*Directions*
Print the records below word for word, beginning with the first line and ending once the line containing "Indicate the blurred" is printed.

─── Given entries ───

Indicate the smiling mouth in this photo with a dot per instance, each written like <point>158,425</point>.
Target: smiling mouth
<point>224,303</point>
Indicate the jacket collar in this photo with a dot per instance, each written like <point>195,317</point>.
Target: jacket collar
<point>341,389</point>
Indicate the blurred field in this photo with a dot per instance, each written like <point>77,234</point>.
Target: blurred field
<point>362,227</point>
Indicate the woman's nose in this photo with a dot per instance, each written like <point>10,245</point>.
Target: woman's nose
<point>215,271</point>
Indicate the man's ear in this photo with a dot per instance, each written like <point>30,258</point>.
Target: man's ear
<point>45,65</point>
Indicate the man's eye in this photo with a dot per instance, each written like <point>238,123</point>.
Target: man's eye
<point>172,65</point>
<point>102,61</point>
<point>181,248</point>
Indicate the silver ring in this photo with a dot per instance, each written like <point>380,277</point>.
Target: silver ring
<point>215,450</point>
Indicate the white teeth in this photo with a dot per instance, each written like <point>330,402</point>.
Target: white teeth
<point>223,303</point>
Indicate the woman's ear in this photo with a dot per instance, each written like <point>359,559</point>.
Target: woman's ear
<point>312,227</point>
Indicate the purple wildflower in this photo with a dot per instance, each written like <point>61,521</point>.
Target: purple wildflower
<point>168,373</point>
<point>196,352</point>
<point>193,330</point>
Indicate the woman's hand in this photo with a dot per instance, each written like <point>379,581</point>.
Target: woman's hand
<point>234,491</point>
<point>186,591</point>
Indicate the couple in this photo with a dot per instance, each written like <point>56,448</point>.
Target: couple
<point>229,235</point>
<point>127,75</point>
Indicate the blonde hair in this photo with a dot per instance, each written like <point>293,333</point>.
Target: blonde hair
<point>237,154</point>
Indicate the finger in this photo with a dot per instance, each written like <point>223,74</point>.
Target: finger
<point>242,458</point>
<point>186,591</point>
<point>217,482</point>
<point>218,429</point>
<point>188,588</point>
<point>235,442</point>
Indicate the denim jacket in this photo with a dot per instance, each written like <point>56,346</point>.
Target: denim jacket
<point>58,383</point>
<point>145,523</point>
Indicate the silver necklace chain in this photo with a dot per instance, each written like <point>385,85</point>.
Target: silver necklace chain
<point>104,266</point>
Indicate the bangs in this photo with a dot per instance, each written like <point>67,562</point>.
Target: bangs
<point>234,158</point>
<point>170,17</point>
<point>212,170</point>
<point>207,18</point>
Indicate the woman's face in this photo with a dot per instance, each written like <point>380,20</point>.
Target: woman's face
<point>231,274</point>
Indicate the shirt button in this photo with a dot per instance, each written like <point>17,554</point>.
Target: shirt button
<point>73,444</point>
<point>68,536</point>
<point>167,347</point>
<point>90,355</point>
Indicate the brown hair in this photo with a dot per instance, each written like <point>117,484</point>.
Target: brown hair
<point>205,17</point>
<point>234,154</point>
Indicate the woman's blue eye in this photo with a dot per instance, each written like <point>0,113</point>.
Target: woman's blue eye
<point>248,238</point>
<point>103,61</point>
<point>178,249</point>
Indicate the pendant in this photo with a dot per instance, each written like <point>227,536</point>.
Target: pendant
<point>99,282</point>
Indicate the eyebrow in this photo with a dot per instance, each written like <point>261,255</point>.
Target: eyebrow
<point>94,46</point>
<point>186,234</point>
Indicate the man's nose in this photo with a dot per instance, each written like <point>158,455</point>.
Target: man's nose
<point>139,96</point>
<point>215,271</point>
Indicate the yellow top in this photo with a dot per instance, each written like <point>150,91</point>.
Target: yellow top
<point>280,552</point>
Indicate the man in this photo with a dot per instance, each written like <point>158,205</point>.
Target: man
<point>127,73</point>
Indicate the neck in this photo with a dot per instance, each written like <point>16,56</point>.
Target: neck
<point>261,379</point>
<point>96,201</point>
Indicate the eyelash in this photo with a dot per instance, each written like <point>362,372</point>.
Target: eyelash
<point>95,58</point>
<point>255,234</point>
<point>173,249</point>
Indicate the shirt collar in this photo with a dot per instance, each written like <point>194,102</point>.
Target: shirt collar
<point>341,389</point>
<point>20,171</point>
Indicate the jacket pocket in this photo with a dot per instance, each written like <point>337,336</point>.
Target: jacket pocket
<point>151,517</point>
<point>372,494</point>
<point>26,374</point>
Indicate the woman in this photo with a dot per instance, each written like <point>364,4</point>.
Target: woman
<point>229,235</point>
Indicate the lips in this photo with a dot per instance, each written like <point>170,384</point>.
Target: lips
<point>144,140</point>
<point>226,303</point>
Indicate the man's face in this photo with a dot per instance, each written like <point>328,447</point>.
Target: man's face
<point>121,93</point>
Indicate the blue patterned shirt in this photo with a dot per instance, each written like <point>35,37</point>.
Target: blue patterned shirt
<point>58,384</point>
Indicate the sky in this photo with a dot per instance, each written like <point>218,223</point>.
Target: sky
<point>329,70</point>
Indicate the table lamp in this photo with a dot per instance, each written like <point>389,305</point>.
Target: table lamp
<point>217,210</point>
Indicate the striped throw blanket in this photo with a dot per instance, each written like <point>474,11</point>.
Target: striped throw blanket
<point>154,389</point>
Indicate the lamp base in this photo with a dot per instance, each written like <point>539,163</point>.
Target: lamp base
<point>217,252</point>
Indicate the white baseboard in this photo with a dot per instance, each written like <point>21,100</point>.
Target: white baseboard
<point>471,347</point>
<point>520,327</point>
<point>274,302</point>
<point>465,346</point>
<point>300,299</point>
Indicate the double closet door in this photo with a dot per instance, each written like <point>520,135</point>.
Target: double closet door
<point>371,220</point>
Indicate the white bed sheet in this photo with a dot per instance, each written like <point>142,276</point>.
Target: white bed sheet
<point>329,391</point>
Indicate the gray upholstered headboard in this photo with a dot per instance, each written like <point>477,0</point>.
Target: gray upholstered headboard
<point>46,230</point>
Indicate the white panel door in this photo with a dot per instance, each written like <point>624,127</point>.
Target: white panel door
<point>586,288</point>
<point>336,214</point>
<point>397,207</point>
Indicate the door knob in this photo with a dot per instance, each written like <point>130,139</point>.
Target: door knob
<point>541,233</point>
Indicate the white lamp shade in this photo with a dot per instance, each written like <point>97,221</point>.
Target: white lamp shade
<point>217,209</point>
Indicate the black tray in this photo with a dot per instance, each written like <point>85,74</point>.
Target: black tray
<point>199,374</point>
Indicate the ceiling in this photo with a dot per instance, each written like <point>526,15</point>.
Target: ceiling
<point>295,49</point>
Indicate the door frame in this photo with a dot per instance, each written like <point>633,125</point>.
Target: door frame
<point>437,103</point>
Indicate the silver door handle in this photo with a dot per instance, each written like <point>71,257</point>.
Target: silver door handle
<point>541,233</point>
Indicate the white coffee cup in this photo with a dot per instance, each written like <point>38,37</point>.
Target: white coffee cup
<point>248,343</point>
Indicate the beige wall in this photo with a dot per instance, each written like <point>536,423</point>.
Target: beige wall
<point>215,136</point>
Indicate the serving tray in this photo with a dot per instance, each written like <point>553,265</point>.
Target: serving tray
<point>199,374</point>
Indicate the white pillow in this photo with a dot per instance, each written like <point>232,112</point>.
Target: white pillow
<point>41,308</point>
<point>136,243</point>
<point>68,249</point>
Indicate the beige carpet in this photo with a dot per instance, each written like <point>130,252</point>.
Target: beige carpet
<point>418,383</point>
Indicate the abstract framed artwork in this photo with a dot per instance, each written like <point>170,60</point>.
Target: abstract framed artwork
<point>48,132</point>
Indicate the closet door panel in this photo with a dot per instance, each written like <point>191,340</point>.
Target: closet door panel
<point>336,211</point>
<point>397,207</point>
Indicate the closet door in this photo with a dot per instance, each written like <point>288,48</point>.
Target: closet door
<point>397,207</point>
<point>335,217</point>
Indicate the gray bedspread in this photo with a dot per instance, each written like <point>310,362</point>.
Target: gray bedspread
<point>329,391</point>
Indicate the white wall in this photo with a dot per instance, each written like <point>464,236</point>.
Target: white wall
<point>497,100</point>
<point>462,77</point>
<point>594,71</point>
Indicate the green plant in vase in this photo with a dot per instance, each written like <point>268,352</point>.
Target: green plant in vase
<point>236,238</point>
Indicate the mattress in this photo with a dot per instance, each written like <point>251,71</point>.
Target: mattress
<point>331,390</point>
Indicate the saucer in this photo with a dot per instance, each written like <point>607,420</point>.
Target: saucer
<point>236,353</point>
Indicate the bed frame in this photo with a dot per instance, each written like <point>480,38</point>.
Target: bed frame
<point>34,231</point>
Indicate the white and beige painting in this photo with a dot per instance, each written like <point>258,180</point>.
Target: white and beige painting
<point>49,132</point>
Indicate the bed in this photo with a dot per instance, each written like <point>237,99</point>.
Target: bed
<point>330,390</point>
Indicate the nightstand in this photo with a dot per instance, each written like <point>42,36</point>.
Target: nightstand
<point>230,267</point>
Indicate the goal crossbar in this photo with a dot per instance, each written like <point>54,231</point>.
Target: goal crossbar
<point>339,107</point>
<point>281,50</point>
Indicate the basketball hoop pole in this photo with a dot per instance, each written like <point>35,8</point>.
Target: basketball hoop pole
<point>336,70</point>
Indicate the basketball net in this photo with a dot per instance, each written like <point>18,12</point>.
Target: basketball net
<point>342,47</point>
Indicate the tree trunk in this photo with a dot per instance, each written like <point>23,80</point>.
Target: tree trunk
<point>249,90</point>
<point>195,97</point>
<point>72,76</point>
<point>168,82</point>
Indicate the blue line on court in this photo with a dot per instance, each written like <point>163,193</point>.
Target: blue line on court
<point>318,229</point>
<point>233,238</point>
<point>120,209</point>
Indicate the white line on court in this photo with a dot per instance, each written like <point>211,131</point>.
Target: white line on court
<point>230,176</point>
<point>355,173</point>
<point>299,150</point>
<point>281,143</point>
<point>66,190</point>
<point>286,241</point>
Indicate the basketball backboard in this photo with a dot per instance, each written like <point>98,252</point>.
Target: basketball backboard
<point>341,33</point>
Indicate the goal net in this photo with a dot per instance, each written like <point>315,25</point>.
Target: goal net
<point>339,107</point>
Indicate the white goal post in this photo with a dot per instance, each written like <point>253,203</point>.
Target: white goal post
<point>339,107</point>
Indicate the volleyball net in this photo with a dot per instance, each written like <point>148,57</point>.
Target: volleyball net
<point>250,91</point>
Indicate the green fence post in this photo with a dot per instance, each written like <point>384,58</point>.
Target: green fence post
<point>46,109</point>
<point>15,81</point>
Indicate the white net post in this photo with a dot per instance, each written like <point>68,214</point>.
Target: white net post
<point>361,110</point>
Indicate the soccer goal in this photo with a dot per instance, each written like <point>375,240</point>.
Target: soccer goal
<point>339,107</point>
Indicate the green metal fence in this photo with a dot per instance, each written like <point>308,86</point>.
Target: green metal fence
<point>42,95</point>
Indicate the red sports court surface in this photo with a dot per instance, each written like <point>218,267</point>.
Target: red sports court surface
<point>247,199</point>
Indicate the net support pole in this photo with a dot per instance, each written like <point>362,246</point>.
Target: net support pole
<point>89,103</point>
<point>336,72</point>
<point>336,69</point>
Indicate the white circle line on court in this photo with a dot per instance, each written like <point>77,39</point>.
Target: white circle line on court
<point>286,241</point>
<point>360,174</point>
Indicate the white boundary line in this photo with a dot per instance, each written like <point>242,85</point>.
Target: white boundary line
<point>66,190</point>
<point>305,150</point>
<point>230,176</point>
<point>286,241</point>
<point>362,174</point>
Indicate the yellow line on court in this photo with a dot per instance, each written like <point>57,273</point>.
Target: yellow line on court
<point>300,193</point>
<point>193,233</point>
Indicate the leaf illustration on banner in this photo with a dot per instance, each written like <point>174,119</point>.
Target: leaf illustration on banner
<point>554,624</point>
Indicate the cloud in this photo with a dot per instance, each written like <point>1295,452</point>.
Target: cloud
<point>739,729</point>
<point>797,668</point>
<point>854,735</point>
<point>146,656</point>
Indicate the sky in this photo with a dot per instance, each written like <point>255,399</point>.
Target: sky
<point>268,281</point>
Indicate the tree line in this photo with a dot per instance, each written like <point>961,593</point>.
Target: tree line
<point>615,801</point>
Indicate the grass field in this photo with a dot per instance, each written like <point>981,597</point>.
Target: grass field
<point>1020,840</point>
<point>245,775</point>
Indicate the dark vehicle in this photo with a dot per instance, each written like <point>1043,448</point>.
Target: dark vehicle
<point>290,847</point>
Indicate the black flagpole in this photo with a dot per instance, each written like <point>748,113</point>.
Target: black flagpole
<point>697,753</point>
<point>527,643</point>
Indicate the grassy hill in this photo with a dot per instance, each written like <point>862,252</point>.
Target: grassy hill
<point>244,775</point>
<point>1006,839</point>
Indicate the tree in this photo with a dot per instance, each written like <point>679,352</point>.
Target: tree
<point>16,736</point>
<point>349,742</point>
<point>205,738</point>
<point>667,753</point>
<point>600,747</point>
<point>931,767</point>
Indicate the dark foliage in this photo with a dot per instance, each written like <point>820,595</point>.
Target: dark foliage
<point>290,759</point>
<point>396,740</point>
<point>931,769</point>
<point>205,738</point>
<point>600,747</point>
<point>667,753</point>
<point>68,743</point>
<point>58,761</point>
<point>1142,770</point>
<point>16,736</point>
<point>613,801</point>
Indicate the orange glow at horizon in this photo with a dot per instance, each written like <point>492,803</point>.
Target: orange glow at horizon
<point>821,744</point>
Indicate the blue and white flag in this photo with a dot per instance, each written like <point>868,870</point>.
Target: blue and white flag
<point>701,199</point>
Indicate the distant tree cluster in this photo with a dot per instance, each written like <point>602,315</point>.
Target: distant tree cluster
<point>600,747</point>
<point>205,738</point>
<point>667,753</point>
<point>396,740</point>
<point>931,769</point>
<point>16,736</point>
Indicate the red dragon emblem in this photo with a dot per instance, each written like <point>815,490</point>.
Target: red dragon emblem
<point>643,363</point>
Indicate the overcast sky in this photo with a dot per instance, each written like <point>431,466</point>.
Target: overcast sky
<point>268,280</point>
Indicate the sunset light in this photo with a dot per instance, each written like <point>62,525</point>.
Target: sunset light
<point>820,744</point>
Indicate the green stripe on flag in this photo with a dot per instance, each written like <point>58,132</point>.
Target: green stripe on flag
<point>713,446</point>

───

*Your response*
Indicate the smiling mouth in this photo with a dot per instance, each written like <point>158,425</point>.
Target: smiling mouth
<point>224,303</point>
Indicate the jacket collar in this photo with a dot per instance, each written like <point>195,317</point>.
Target: jacket collar
<point>341,389</point>
Indicate the blurred field in this photo with a dot per instance, each written like <point>77,234</point>.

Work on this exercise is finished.